Je suis engagée dans la voie Bouddhiste depuis bientôt vingt ans et j’ai pu prendre conscience de la distance qui existait entre mon approche, par certains côtés très intellectuelle même si la pratique et la méditation y trouvent leur place et cette façon naturelle, spontanée qu’ont les tibétaines d’intégrer les enseignement du Bouddha Sakyamuni aux actes les plus simples et les plus élémentaires de leur quotidien. Ici nulle surenchère, nulle recherche effrénée d’atteindre un état ultime. Les laïcs, hommes ou femmes, pratiquent peu et se retrouvent dans les monastères principalement au moment des grandes célébrations et des jours auspicieux. Plus simplement, hommes et femmes développent la confiance dans le maître, dans les enseignements, dans les récits de vies exemplaires. Nous dirions selon notre tradition chrétienne qu’il s’agit là de la foi et de la dévotion.
La femme tibétaine n’a pas généralement à se battre pour revendiquer sa place au sein de la famille et de la société. Sa situation particulière au sein de la communauté tibétaine exilée en fait l’un des piliers essentiel de la famille. Les tibétaines sont courageuses et toutes celles que j’ai eu la chance de rencontrer ont fait preuve d’une grande détermination pour affronter les obstacles que la vie que leur karma à mis sur leur chemin.
En Orissa ce ne sont pas moins de quatre mille personnes qui vivent depuis les premiers temps de la fuite hors du Tibet jusqu’à aujourd’hui. Les villages ont pour identification « Camp » ce qui n’offre aucune échappatoire au statut de ceux et celles qui y vivent. Dans cette région agricole, au climat difficile porteur en particulier de la malaria, les tibétains se sont adaptés et la vie s’y déroule apparemment comme dans n’importe quel autre village indien….
Et pourtant ce sont les «Lung Ta », les chevaux du vent, ces drapeaux de prières qui marquent l’entrée du camp, dispersant au vent les souhaits bénéfiques des prières imprimées sur les carrés de tissus colorés. Puis on peut apercevoir un « stoupa », monument symbolique du Dharma, autour duquel les circumambulations font partie d’un rituel auquel personne ou presque ne se soustrait. Le soleil disparaît peu à peu derrière les hautes collines, la lumière se fait plus douce. La journée de travail terminée, les femmes souvent accompagnées de leurs plus jeunes enfants viennent se prosterner et tourner en récitant leurs mantras, inspirées par une confiance et une dévotion extrême envers leur maître.
Puis c’est le monastère, les moines qui rythment l’écoulement des jours. Quotidien qui n’a rien de banal puisqu’il permet à chacun de participer à cette activité ininterrompue, sans cesse renouvelée de maintenir présent dans les actes les plus simples la présence de Dharma.
Le doute n’assaille pas ceux et celles qui vivent en ces lieux. Les femmes quant à elles sont là et c’est là qu’elles doivent accepter de vivre ce résultat de leurs vies passées. Certaines déjà âgées, parfois veuves ou seules s’occupent de leur maison, des enfants, entretiennent un petit coin de terre, peu travaillent car en dehors de celui de la terre il n’y a guère d’opportunité si ce n’est celle de tenir une petite échoppe mais elles sont rares.

━━━━━━━━━━━━━━━━━━━━━━━━━━━━━━

### CONSIGNES À SUIVRE
A - D'après le texte sur les Tibétaines exilées en Orissa, combien de personnes vivent en Orissa ?
B - Restituez, dans le texte sur les Tibétaines exilées en Orissa, le passage qui commence par « Et pourtant ce » et se poursuit jusqu'à « envers leur maître. ».
C - Reprenez le texte sur les Tibétaines exilées en Orissa à l'endroit où il s'arrête et poursuivez-en la rédaction.

━━━━━━━━━━━━━━━━━━━━━━━━━━━━━━

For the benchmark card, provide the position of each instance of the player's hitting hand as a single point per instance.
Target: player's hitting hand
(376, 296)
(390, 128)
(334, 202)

━━━━━━━━━━━━━━━━━━━━━━━━━━━━━━

### RÉPONSES AUX EXERCICES
A - Pas moins de quatre mille personnes.

B -
Et pourtant ce sont les «Lung Ta », les chevaux du vent, ces drapeaux de prières qui marquent l’entrée du camp, dispersant au vent les souhaits bénéfiques des prières imprimées sur les carrés de tissus colorés. Puis on peut apercevoir un « stoupa », monument symbolique du Dharma, autour duquel les circumambulations font partie d’un rituel auquel personne ou presque ne se soustrait. Le soleil disparaît peu à peu derrière les hautes collines, la lumière se fait plus douce. La journée de travail terminée, les femmes souvent accompagnées de leurs plus jeunes enfants viennent se prosterner et tourner en récitant leurs mantras, inspirées par une confiance et une dévotion extrême envers leur maître.

C -
Mais toutes gardent présent au cœur le souvenir de leur pays, de ce Tibet pays autrefois isolé au cœur des ces montagnes du toit du monde. Certaines ont encore de la famille là-bas. Elles gardent au fond du cœur une foi inextinguible en le Bouddha et Tenzin Gyamtso, Sa Sainteté le Dalaï-Lama, incarnation de Chenrézi, symbole oh combien présent et puissant de l’Amour et de la Compassion !
Rien de ce qui a pu les contraindre à fuir l’oppression n’a pu détruire cette certitude inscrite à l’intime d’elles-mêmes que leur vie ici et maintenant n’est qu’une partie d’un cycle, le Samsara, auquel elles ne sauraient aujourd’hui échapper si ce n’est en développant la foi et la dévotion.
Au cours de mon séjour j’ai rencontré, en particulier une femme, présidente de l’association Tibetan Women’s Association dont le bureau central se trouve à Dharamsala. Elle m’a dit comment cette association avait vu le jour en 1959 quand quelques centaines de femmes s’étaient réunies à Lhassa pour protester contre l’occupation illégale du Tibet par la Chine avec les conséquences terribles que l’on connaît : les arrestations, l’emprisonnement, les tortures et pour beaucoup la mort.
Aujourd’hui ces femmes se sont regroupées dans chaque camp ; elles qui ont si peu pour ne pas dire rien, donnent chaque mois une obole qui sera envoyée à la direction et utilisée pour le bien commun. Ces femmes aujourd’hui entendent se battre pour la liberté de leur pays en menant de là où elles sont des actions en faveur du Tibet libre. Elles parlent de leurs actions à venir en faveur de leur pays et, pour qu’on n’oublie pas leur existence et leur combat pour la liberté et une vie meilleure, elles mettent leurs forces en commun avec d’autres tibétaines exilées, dispersées partout dans le monde.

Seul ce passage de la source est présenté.